=== The data ===

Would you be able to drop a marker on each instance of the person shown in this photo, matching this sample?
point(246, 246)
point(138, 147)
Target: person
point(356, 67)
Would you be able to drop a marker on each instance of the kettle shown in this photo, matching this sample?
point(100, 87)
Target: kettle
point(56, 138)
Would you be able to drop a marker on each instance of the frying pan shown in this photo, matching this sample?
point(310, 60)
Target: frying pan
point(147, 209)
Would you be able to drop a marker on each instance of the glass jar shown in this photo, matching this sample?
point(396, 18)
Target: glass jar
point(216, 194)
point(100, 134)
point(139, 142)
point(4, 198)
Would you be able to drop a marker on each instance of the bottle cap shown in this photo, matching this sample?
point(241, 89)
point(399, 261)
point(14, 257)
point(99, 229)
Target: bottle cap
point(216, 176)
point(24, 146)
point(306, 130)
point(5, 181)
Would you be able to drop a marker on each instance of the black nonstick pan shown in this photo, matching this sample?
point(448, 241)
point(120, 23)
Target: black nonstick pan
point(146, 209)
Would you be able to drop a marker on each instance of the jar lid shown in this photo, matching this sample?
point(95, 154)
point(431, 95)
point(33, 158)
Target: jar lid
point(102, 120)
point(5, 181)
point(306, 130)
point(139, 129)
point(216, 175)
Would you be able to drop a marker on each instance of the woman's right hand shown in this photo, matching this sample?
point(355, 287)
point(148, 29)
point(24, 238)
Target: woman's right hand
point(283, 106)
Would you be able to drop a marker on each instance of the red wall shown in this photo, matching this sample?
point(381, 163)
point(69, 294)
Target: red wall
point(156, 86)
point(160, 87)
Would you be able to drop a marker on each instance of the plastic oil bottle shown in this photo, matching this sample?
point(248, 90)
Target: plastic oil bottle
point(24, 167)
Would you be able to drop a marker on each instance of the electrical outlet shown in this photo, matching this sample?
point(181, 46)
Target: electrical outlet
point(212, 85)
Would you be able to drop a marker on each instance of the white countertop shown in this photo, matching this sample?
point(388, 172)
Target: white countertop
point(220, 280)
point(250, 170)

===

Rewrite all of the records above, changing every "drop a marker" to "place a marker" and leaving everything else as it is.

Would you be able to place a marker on each instance of the person shown in this photo, matching this sample?
point(246, 246)
point(138, 147)
Target: person
point(356, 67)
Would you be able to place a marker on each instance of the kettle shown in this photo, matching this sample?
point(100, 87)
Target: kettle
point(56, 138)
Would you be able to place a marker on each instance of the frying pan shown in this photo, matching this sample?
point(310, 60)
Target: frying pan
point(147, 209)
Would you be able to place a marker on each instance of the glass jar shown in this photo, matching this sample?
point(396, 18)
Target: glass jar
point(216, 194)
point(100, 134)
point(139, 142)
point(4, 198)
Would you be able to place a marker on each instance of the bottle cap shown in this photo, matching this sample?
point(241, 89)
point(399, 261)
point(14, 257)
point(99, 229)
Target: bottle cap
point(216, 176)
point(24, 146)
point(306, 130)
point(5, 181)
Would you be able to place a marker on each instance of the black nonstick pan shown in this photo, matching this sample?
point(448, 241)
point(120, 23)
Target: black nonstick pan
point(146, 209)
Would you be able to place a marker on each instance of the jar lid shown in this photo, matching this sample?
point(95, 154)
point(431, 95)
point(33, 158)
Target: jar lid
point(102, 120)
point(5, 181)
point(306, 130)
point(139, 129)
point(216, 175)
Would you be able to place a marker on each instance of the woman's right hand shown in this photo, matching this sample?
point(355, 287)
point(148, 29)
point(24, 238)
Target: woman's right hand
point(283, 106)
Would you be able to place a marker on each instance of the red wall shown in this photo, matching this sample?
point(381, 163)
point(69, 294)
Target: red wall
point(156, 86)
point(160, 87)
Would you be able to place a marker on each instance of the plastic oil bottle shown in this photo, matching this sample?
point(248, 90)
Target: plastic oil bottle
point(24, 167)
Would you be able to place a marker on each instance of the electrical outlet shown in this photo, matching this sample?
point(181, 46)
Target: electrical outlet
point(212, 85)
Would you be able to place a marker on each instance of the white countertop shown in this photo, matching this sample?
point(388, 172)
Target: white countertop
point(220, 280)
point(250, 170)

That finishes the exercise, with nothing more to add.